• **TASK DESCRIPTION**:
Reproduce every entry that follows word for word, but omit the images.
╭─ DATA LINES
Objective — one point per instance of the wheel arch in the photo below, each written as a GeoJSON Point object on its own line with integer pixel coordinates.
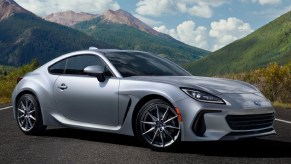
{"type": "Point", "coordinates": [23, 92]}
{"type": "Point", "coordinates": [142, 102]}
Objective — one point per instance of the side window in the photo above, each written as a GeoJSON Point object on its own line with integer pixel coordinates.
{"type": "Point", "coordinates": [58, 68]}
{"type": "Point", "coordinates": [76, 64]}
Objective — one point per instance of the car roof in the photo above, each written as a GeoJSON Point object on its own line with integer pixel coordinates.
{"type": "Point", "coordinates": [114, 50]}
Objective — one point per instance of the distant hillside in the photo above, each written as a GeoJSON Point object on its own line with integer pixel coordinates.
{"type": "Point", "coordinates": [270, 43]}
{"type": "Point", "coordinates": [69, 18]}
{"type": "Point", "coordinates": [24, 36]}
{"type": "Point", "coordinates": [121, 29]}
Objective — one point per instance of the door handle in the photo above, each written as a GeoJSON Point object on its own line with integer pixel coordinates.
{"type": "Point", "coordinates": [62, 86]}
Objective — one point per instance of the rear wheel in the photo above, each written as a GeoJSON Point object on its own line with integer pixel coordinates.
{"type": "Point", "coordinates": [28, 115]}
{"type": "Point", "coordinates": [157, 125]}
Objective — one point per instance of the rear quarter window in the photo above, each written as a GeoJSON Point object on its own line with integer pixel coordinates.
{"type": "Point", "coordinates": [58, 68]}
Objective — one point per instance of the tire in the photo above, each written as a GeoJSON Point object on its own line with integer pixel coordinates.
{"type": "Point", "coordinates": [28, 115]}
{"type": "Point", "coordinates": [157, 125]}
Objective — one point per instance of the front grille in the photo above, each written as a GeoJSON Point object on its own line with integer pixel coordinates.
{"type": "Point", "coordinates": [250, 122]}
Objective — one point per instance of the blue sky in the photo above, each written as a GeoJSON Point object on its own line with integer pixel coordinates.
{"type": "Point", "coordinates": [207, 24]}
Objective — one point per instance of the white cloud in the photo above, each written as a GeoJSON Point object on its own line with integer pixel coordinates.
{"type": "Point", "coordinates": [272, 13]}
{"type": "Point", "coordinates": [187, 32]}
{"type": "Point", "coordinates": [45, 7]}
{"type": "Point", "coordinates": [199, 8]}
{"type": "Point", "coordinates": [263, 2]}
{"type": "Point", "coordinates": [154, 7]}
{"type": "Point", "coordinates": [148, 21]}
{"type": "Point", "coordinates": [267, 2]}
{"type": "Point", "coordinates": [227, 31]}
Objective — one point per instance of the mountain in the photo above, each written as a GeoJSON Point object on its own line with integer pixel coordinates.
{"type": "Point", "coordinates": [9, 7]}
{"type": "Point", "coordinates": [123, 30]}
{"type": "Point", "coordinates": [69, 18]}
{"type": "Point", "coordinates": [270, 43]}
{"type": "Point", "coordinates": [24, 36]}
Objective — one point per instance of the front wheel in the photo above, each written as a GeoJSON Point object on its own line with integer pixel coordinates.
{"type": "Point", "coordinates": [157, 125]}
{"type": "Point", "coordinates": [28, 115]}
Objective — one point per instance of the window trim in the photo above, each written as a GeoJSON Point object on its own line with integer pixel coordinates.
{"type": "Point", "coordinates": [48, 68]}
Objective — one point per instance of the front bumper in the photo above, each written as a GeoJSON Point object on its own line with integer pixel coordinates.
{"type": "Point", "coordinates": [216, 126]}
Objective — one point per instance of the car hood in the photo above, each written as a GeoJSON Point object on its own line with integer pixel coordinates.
{"type": "Point", "coordinates": [211, 85]}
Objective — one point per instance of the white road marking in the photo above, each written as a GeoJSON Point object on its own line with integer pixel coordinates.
{"type": "Point", "coordinates": [6, 108]}
{"type": "Point", "coordinates": [287, 122]}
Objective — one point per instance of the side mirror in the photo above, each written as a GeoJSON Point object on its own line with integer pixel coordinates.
{"type": "Point", "coordinates": [96, 70]}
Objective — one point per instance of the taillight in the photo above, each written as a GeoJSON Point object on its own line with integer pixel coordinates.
{"type": "Point", "coordinates": [19, 78]}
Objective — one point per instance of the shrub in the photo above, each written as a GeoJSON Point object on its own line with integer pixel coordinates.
{"type": "Point", "coordinates": [274, 81]}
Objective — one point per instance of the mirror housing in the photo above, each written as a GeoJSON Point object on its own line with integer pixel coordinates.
{"type": "Point", "coordinates": [97, 71]}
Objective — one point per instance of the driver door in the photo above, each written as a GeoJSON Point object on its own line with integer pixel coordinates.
{"type": "Point", "coordinates": [80, 97]}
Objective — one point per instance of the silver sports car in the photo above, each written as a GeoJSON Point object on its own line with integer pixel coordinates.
{"type": "Point", "coordinates": [140, 94]}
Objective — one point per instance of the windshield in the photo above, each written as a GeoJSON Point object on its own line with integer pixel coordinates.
{"type": "Point", "coordinates": [143, 64]}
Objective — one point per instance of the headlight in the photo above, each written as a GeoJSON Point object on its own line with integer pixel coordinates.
{"type": "Point", "coordinates": [203, 96]}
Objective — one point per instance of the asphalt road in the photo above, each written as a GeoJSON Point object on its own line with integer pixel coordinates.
{"type": "Point", "coordinates": [77, 146]}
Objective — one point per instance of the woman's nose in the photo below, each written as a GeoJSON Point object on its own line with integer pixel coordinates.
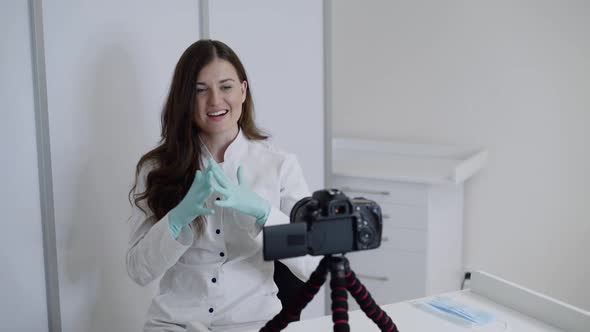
{"type": "Point", "coordinates": [214, 97]}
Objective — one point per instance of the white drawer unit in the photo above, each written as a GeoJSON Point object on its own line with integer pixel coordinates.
{"type": "Point", "coordinates": [420, 191]}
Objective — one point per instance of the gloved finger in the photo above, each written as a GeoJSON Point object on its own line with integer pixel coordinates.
{"type": "Point", "coordinates": [209, 190]}
{"type": "Point", "coordinates": [241, 176]}
{"type": "Point", "coordinates": [206, 212]}
{"type": "Point", "coordinates": [224, 192]}
{"type": "Point", "coordinates": [224, 203]}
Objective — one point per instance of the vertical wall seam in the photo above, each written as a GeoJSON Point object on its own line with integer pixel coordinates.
{"type": "Point", "coordinates": [204, 19]}
{"type": "Point", "coordinates": [44, 165]}
{"type": "Point", "coordinates": [327, 43]}
{"type": "Point", "coordinates": [327, 33]}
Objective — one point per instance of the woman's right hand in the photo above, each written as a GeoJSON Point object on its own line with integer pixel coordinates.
{"type": "Point", "coordinates": [192, 205]}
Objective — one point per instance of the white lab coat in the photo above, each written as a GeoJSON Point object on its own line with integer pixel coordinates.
{"type": "Point", "coordinates": [219, 278]}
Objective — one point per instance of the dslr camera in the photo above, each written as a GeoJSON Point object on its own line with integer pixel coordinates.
{"type": "Point", "coordinates": [326, 223]}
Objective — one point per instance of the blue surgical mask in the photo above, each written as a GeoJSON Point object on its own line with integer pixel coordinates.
{"type": "Point", "coordinates": [461, 314]}
{"type": "Point", "coordinates": [468, 314]}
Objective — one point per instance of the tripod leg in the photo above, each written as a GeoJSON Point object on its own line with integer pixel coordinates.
{"type": "Point", "coordinates": [368, 305]}
{"type": "Point", "coordinates": [293, 309]}
{"type": "Point", "coordinates": [339, 302]}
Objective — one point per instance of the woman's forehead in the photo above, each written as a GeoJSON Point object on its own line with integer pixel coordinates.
{"type": "Point", "coordinates": [217, 70]}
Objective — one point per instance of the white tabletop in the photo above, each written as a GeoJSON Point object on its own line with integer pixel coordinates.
{"type": "Point", "coordinates": [409, 317]}
{"type": "Point", "coordinates": [513, 308]}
╰─
• **EXPECTED ANSWER**:
Objective — one point per instance of the wheel arch in the photo below, each written as a GeoJSON Point object on its own line with integer pixel coordinates.
{"type": "Point", "coordinates": [23, 92]}
{"type": "Point", "coordinates": [142, 102]}
Objective — one point per instance of the side window in the photo above, each written as a GeoJSON Point object on its own line with integer pixel coordinates.
{"type": "Point", "coordinates": [58, 68]}
{"type": "Point", "coordinates": [76, 64]}
Objective — one point per instance of the car roof in the photo above, each written as a GeoJSON Point object on its own line with integer pixel coordinates.
{"type": "Point", "coordinates": [114, 50]}
Objective — one point per instance of the distant hillside in the photo above, each written as a GeoJSON Point object on its own line with integer pixel coordinates.
{"type": "Point", "coordinates": [270, 43]}
{"type": "Point", "coordinates": [69, 18]}
{"type": "Point", "coordinates": [24, 36]}
{"type": "Point", "coordinates": [121, 29]}
Objective — one point per instance of the door handle in the photo above, each written as a GeoJSON Point object on its own line with integer pixel coordinates.
{"type": "Point", "coordinates": [62, 86]}
Objective — one point per instance of the rear wheel in the photo above, each written as a GeoJSON Point object on its own line with integer pixel coordinates.
{"type": "Point", "coordinates": [28, 115]}
{"type": "Point", "coordinates": [157, 125]}
Objective — one point per instance of the rear quarter window in the photo above, each written as a GeoJSON Point object on its own line with integer pixel coordinates.
{"type": "Point", "coordinates": [58, 68]}
Objective — one point per instance of the tire in the photo above, each written as a GeoJSON Point object on its own line with integer pixel coordinates.
{"type": "Point", "coordinates": [28, 115]}
{"type": "Point", "coordinates": [157, 125]}
Objective — one point per instance of the front grille in the photo above, each written as a GeoJSON Point object on its own line with integer pixel coordinates.
{"type": "Point", "coordinates": [250, 122]}
Objective — one point per instance of the blue sky in the photo above, each written as a GeoJSON Point object on its own line with integer pixel coordinates.
{"type": "Point", "coordinates": [207, 24]}
Objective — one point per instance of the white cloud in the photo above, each written as a GeoJSON Point object on its own line with integer pixel coordinates.
{"type": "Point", "coordinates": [272, 13]}
{"type": "Point", "coordinates": [187, 32]}
{"type": "Point", "coordinates": [45, 7]}
{"type": "Point", "coordinates": [199, 8]}
{"type": "Point", "coordinates": [263, 2]}
{"type": "Point", "coordinates": [154, 7]}
{"type": "Point", "coordinates": [148, 21]}
{"type": "Point", "coordinates": [267, 2]}
{"type": "Point", "coordinates": [227, 31]}
Objective — one point per instance of the mountain in the photo above, each written as a GeoJSON Point object on its own line with integer pixel coordinates.
{"type": "Point", "coordinates": [9, 7]}
{"type": "Point", "coordinates": [123, 30]}
{"type": "Point", "coordinates": [69, 18]}
{"type": "Point", "coordinates": [270, 43]}
{"type": "Point", "coordinates": [24, 36]}
Objective — one point per instance of the front wheel in the photo above, each written as a GeoJSON Point object on its own line with integer pixel coordinates.
{"type": "Point", "coordinates": [157, 125]}
{"type": "Point", "coordinates": [28, 115]}
Objective — one point per instance of the window trim in the photo above, each written as a GeoJSON Point object on its own line with integer pixel coordinates.
{"type": "Point", "coordinates": [48, 68]}
Objective — one point per instance of the front bumper in the photo above, each written as a GeoJSON Point object on its own line with integer pixel coordinates.
{"type": "Point", "coordinates": [216, 126]}
Objective — one point per instance of the car hood in the photo above, each written as a GeoJSON Point object on its own line with integer pixel coordinates.
{"type": "Point", "coordinates": [211, 85]}
Objective — one point per instance of the white road marking in the photo above, each written as a GeoJSON Point object on its own line with integer pixel coordinates.
{"type": "Point", "coordinates": [6, 108]}
{"type": "Point", "coordinates": [287, 122]}
Objective — one point per instance of the side mirror in the photo above, each written as a GeoJSON Point object on its own line with integer pixel coordinates.
{"type": "Point", "coordinates": [96, 70]}
Objective — one point per instance of the taillight in the photo above, each written as a GeoJSON Point object on its own line with integer pixel coordinates.
{"type": "Point", "coordinates": [19, 78]}
Objective — one point per instance of the shrub in the photo above, each written as a GeoJSON Point object on its own line with integer pixel coordinates.
{"type": "Point", "coordinates": [274, 81]}
Objective — one point per instance of the mirror housing in the photo above, each written as a GeoJSON Point object on its own line with integer pixel coordinates.
{"type": "Point", "coordinates": [97, 71]}
Objective — one point per instance of the driver door in the photo above, each written as a GeoJSON Point object on its own line with integer pixel coordinates.
{"type": "Point", "coordinates": [80, 97]}
Objective — one point per instance of the silver sports car in the photo above, each written as a GeoJSON Point object on its own line with integer pixel coordinates.
{"type": "Point", "coordinates": [140, 94]}
Objective — one point per instance of the windshield in the photo above, each written as a GeoJSON Point object on its own line with integer pixel coordinates.
{"type": "Point", "coordinates": [143, 64]}
Objective — one point per instance of the headlight in the photo above, each written as a GeoJSON Point object on its own line with integer pixel coordinates.
{"type": "Point", "coordinates": [203, 96]}
Objective — one point per instance of the asphalt road in the photo above, each written as a GeoJSON Point object on its own line with integer pixel coordinates.
{"type": "Point", "coordinates": [77, 146]}
Objective — one point per instance of the woman's nose in the photo below, each written as a GeoJSON Point object on its own line with integer pixel coordinates.
{"type": "Point", "coordinates": [214, 97]}
Objective — one point per instance of the white drawer unit in the photo above, each written as a GeoJSON Point object on its own line with integer pixel coordinates.
{"type": "Point", "coordinates": [420, 191]}
Objective — one point per instance of the gloved finger in the photo above, each written as a GeoJSON Point object on its own line with integer pixel coordinates.
{"type": "Point", "coordinates": [209, 190]}
{"type": "Point", "coordinates": [241, 176]}
{"type": "Point", "coordinates": [206, 212]}
{"type": "Point", "coordinates": [224, 192]}
{"type": "Point", "coordinates": [224, 203]}
Objective — one point per instance of the vertical wall seam in the photo above, each written as a GeoJSON Point object on its own line with integer pixel coordinates.
{"type": "Point", "coordinates": [204, 19]}
{"type": "Point", "coordinates": [44, 165]}
{"type": "Point", "coordinates": [327, 43]}
{"type": "Point", "coordinates": [327, 33]}
Objective — one point per instance of the woman's right hand in the photo above, each written as a GeoJSON Point object on its own line with integer pixel coordinates.
{"type": "Point", "coordinates": [192, 205]}
Objective — one point per instance of the white lab coat in the photo above, each written as a GeoJSON Point object on its own line with integer pixel coordinates.
{"type": "Point", "coordinates": [219, 278]}
Objective — one point per instance of the dslr camera in the photo above, each written as a GeoJSON Point object on its own line with integer pixel coordinates.
{"type": "Point", "coordinates": [326, 223]}
Objective — one point per instance of the blue surgical mask in the photo above, each written as a GeoJSON Point object on its own line with integer pixel coordinates.
{"type": "Point", "coordinates": [461, 314]}
{"type": "Point", "coordinates": [468, 314]}
Objective — one point per instance of the tripod leg in the photo above, each written as a GeoJSON Point object on its own line with integer pixel coordinates.
{"type": "Point", "coordinates": [368, 305]}
{"type": "Point", "coordinates": [293, 309]}
{"type": "Point", "coordinates": [339, 302]}
Objective — one point per instance of the woman's forehead in the photo above, each written as a GeoJSON Point object on its own line with integer pixel coordinates.
{"type": "Point", "coordinates": [217, 70]}
Objective — one point per instance of the white tabletop in the photo above, each written as a GeoJSON Point object on its own line with integer pixel coordinates.
{"type": "Point", "coordinates": [409, 317]}
{"type": "Point", "coordinates": [513, 308]}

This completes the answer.